• What you have to do:
Report every line in the listing below that contains the word "steel", copying each such line in full.

• Data provided:
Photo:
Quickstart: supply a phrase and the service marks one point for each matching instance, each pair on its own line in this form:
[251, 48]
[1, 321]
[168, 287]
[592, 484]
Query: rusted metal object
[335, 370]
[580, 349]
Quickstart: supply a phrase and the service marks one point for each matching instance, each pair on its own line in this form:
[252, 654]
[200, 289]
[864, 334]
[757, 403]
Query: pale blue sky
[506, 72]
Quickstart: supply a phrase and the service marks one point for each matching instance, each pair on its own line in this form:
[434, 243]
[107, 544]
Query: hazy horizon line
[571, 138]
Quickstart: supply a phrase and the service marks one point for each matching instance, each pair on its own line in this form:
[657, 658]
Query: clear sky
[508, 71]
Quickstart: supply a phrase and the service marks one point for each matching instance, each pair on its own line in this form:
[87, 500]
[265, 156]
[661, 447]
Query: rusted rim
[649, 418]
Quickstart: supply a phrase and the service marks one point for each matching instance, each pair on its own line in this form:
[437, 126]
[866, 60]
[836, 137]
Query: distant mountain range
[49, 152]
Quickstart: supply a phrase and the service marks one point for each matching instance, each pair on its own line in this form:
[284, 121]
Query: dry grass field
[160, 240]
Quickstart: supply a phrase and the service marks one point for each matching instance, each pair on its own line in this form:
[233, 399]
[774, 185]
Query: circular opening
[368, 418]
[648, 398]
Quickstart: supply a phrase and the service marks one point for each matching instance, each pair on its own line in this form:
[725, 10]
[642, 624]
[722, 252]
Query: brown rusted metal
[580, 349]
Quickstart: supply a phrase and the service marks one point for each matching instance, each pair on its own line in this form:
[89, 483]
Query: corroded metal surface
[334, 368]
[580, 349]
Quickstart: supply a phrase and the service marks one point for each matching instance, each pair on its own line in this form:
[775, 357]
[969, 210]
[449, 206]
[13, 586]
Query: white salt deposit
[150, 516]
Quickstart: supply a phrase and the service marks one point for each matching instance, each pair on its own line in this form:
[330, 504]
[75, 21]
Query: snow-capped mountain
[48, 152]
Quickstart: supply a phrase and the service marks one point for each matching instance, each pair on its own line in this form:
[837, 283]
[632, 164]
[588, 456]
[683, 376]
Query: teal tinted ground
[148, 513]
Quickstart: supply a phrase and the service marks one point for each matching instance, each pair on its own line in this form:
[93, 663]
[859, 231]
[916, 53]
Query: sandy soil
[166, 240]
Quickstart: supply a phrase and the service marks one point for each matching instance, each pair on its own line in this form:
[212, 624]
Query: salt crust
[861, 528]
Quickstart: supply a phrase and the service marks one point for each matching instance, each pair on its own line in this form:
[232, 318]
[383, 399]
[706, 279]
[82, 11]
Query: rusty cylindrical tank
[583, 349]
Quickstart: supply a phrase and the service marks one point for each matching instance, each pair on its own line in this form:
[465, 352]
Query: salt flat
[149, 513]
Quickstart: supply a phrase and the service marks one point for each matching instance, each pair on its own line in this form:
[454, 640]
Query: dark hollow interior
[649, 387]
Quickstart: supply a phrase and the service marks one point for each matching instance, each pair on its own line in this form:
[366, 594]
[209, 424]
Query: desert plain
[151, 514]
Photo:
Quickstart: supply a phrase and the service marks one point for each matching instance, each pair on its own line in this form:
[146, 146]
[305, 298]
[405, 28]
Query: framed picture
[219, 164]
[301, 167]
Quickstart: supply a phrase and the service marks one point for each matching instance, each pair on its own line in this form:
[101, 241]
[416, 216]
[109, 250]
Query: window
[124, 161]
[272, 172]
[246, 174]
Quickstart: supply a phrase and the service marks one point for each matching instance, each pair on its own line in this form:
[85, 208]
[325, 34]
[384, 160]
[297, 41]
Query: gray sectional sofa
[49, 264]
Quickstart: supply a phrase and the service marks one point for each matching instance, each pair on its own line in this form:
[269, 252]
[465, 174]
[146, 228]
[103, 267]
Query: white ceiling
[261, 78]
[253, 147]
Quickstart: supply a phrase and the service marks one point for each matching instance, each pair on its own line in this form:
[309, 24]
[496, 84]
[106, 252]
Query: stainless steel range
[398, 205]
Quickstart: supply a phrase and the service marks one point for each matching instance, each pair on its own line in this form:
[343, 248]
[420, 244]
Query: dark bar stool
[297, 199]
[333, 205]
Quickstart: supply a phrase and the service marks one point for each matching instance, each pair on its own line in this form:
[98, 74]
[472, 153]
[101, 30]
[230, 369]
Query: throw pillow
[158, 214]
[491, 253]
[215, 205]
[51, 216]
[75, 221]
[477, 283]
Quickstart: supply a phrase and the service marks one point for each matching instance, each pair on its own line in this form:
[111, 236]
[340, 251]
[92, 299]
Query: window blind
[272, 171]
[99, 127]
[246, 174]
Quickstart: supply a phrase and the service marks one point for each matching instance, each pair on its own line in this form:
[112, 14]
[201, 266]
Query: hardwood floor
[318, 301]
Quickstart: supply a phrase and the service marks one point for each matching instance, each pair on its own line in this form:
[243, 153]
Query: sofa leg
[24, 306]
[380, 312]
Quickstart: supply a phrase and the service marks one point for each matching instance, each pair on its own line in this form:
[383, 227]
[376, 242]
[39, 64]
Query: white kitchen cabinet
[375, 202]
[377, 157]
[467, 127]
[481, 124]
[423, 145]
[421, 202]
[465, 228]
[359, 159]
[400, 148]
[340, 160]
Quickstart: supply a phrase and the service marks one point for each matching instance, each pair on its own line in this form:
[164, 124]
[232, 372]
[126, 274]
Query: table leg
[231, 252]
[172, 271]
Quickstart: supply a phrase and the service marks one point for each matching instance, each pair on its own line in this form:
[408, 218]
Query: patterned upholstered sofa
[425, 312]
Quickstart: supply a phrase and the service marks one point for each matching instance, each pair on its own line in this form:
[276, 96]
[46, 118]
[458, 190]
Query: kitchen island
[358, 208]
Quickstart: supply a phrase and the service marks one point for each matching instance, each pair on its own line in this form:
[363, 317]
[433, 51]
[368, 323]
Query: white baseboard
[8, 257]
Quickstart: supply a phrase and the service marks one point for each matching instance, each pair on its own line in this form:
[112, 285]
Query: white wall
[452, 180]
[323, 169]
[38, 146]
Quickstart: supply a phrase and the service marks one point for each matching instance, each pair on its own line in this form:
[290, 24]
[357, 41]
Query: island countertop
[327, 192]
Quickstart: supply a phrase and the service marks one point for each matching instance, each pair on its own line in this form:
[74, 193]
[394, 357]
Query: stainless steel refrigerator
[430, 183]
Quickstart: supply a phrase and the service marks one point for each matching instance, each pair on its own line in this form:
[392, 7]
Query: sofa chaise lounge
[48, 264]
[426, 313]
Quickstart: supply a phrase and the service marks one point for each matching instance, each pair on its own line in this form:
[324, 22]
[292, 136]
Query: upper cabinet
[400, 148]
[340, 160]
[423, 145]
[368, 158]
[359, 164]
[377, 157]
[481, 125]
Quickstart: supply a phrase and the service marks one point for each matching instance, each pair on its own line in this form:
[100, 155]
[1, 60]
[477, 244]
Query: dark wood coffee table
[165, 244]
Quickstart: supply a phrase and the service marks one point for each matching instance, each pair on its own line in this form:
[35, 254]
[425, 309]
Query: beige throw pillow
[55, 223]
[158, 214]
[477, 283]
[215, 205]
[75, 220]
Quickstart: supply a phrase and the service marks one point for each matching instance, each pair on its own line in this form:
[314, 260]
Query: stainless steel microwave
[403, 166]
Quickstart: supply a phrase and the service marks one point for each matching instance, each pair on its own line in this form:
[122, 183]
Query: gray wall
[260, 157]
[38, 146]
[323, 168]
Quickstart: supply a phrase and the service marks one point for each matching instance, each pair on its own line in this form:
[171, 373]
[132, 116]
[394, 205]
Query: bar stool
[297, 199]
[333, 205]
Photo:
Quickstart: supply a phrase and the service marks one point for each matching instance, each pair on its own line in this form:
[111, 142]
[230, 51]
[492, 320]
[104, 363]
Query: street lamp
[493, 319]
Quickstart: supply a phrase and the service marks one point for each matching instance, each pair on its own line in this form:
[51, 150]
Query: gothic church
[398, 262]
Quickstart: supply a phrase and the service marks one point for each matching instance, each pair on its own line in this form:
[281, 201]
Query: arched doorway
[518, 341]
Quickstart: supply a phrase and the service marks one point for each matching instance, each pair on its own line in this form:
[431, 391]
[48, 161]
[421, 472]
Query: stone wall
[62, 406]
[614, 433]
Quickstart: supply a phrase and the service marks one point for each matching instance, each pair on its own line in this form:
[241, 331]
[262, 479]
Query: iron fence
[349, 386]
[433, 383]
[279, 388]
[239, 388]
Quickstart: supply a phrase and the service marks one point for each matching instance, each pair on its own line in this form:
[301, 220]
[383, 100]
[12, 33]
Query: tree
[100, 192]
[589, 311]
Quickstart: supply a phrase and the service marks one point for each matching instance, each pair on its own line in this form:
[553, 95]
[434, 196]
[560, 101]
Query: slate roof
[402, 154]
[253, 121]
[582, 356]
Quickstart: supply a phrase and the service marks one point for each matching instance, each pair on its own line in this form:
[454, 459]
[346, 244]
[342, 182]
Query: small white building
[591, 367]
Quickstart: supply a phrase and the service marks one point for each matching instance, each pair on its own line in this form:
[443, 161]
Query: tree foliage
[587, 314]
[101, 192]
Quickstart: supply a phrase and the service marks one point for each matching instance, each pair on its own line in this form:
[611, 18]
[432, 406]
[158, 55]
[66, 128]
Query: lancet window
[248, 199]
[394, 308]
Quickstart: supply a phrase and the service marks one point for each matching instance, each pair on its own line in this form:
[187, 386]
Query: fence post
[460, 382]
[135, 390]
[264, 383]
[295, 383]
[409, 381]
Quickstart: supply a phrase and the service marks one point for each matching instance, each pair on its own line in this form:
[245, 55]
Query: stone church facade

• Written answer:
Query: stainless steel range
Query: stainless steel refrigerator
Query: stainless steel microwave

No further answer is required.